Instructions to follow »
Tally the lines in the records below that contain the string "railcar". Reply with the number alone.

Recorded information »
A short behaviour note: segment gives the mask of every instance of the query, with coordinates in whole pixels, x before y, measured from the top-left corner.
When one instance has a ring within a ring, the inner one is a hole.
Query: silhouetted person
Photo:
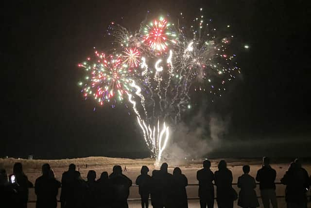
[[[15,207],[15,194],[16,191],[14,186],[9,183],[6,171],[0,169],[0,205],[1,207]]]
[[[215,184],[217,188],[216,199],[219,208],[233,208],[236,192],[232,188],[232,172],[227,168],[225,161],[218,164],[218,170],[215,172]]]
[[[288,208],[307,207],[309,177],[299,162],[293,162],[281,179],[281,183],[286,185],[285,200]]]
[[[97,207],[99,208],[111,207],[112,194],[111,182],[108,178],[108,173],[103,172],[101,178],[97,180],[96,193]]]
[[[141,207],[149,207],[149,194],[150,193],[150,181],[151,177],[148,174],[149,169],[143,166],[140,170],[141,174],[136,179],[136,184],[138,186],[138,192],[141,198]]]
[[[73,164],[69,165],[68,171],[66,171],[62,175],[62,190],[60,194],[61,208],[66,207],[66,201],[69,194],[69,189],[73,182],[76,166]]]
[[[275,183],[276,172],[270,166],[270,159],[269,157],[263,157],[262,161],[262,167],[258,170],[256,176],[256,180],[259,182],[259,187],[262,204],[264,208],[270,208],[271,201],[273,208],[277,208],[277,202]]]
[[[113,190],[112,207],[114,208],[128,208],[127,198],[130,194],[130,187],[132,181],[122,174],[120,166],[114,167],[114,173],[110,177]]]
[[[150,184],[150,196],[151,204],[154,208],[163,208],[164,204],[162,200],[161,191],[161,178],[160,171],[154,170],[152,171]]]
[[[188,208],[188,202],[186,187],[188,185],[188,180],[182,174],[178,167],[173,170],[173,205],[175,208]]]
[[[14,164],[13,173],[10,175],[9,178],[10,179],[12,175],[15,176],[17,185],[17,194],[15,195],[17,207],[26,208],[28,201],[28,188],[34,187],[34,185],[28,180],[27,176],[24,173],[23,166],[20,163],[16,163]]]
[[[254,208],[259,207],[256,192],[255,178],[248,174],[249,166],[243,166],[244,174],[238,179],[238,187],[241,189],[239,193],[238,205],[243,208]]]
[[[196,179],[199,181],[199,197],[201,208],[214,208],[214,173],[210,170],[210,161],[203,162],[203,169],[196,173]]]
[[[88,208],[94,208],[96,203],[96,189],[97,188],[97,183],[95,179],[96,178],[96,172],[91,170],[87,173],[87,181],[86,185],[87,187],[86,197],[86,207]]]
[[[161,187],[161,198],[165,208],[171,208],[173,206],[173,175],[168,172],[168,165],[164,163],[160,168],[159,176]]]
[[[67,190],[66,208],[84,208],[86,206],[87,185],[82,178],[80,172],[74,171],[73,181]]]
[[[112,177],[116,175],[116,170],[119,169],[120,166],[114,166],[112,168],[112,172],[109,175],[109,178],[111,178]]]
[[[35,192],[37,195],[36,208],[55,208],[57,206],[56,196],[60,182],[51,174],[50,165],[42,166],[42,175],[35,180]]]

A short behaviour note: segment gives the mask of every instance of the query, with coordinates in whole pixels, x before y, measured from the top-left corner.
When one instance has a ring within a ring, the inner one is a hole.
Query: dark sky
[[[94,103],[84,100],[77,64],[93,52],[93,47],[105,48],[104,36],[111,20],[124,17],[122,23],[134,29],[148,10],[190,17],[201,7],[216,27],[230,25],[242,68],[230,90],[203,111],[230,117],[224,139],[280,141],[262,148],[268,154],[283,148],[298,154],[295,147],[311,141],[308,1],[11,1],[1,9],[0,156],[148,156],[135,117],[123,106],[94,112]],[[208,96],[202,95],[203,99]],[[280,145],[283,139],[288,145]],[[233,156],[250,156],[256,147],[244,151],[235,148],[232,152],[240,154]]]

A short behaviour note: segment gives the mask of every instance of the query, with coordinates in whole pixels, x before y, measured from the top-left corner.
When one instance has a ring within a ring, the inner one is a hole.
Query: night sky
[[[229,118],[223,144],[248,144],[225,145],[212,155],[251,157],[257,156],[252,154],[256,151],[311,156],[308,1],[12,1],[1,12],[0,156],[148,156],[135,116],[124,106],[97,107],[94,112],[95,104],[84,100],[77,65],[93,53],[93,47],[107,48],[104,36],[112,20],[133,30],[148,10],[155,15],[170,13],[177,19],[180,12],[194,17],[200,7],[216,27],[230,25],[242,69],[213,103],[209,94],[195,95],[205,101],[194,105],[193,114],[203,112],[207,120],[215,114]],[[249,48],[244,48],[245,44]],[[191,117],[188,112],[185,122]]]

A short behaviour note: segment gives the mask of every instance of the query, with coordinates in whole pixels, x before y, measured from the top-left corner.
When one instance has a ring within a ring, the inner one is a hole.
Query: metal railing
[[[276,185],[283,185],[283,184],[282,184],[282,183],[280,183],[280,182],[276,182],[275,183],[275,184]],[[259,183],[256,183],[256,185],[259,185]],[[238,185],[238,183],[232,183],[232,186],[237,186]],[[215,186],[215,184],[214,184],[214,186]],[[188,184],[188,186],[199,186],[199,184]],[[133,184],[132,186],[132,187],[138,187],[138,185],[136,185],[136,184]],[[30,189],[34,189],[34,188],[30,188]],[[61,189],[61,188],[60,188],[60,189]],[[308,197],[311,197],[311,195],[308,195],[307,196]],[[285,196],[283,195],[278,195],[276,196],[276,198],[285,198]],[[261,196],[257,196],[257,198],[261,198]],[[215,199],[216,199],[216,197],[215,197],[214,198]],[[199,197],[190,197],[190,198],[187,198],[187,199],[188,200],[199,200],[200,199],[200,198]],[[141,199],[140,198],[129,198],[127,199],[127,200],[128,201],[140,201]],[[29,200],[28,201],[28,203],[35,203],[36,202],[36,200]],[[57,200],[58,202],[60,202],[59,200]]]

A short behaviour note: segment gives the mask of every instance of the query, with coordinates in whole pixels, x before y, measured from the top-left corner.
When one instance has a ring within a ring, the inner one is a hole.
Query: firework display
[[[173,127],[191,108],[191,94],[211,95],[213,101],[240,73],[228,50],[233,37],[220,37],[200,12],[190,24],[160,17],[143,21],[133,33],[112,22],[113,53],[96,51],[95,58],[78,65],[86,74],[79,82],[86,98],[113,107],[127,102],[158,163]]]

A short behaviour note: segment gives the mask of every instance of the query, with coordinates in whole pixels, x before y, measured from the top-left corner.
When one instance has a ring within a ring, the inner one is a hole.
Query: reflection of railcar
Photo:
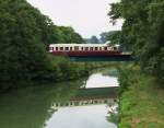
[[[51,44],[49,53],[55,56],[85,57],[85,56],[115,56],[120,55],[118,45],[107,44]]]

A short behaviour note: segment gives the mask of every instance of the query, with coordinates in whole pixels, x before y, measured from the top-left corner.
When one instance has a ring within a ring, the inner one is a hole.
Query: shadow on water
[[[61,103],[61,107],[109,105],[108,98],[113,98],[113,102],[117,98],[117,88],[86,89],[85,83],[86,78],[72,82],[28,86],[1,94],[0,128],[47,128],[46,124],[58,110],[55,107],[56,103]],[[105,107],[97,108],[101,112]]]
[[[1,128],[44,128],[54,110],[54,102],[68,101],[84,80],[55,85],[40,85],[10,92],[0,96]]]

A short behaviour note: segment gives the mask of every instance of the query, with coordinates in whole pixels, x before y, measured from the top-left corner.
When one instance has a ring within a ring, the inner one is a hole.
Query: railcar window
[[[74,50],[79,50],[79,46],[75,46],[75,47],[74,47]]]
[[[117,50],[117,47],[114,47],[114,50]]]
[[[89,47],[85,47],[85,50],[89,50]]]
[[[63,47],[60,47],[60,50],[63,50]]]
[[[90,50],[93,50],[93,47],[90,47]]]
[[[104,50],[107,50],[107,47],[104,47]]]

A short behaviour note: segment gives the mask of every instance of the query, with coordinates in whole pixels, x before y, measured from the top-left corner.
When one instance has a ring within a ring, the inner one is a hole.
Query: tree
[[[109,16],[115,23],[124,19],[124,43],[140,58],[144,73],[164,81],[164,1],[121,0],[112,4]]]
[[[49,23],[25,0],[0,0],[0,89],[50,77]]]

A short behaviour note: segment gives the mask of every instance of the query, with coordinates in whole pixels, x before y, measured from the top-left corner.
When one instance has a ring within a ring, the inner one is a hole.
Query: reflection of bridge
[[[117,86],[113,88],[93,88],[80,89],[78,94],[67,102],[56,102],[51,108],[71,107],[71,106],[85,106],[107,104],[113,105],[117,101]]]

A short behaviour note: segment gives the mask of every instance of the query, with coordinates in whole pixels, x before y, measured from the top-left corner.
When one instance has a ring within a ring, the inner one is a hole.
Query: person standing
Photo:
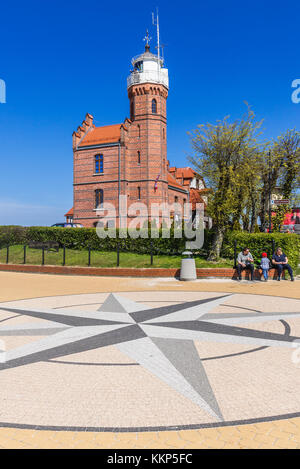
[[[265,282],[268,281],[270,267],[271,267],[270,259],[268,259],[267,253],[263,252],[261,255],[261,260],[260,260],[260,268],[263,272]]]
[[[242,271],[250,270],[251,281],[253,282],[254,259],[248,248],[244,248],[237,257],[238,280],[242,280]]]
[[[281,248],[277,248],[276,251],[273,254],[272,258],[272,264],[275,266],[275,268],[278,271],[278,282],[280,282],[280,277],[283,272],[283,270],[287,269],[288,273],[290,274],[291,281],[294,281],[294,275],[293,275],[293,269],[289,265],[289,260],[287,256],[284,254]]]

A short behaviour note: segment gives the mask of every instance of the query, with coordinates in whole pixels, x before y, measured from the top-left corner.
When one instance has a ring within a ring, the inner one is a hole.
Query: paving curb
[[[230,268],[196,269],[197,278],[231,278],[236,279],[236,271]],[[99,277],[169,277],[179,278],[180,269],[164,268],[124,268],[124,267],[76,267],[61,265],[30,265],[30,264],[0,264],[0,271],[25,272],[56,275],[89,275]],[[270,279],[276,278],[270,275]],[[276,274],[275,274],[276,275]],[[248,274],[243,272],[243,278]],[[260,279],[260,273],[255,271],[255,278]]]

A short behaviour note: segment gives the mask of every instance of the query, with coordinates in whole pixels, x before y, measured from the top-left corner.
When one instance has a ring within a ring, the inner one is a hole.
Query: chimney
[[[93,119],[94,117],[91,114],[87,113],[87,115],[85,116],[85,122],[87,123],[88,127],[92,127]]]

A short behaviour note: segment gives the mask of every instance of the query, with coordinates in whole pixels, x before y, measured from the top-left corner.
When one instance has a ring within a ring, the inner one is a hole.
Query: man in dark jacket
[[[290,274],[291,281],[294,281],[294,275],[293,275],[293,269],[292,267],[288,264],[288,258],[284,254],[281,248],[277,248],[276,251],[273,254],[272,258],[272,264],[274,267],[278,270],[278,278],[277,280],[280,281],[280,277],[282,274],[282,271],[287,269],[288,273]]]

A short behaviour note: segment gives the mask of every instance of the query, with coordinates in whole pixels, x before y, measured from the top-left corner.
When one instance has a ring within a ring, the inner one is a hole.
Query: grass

Solution »
2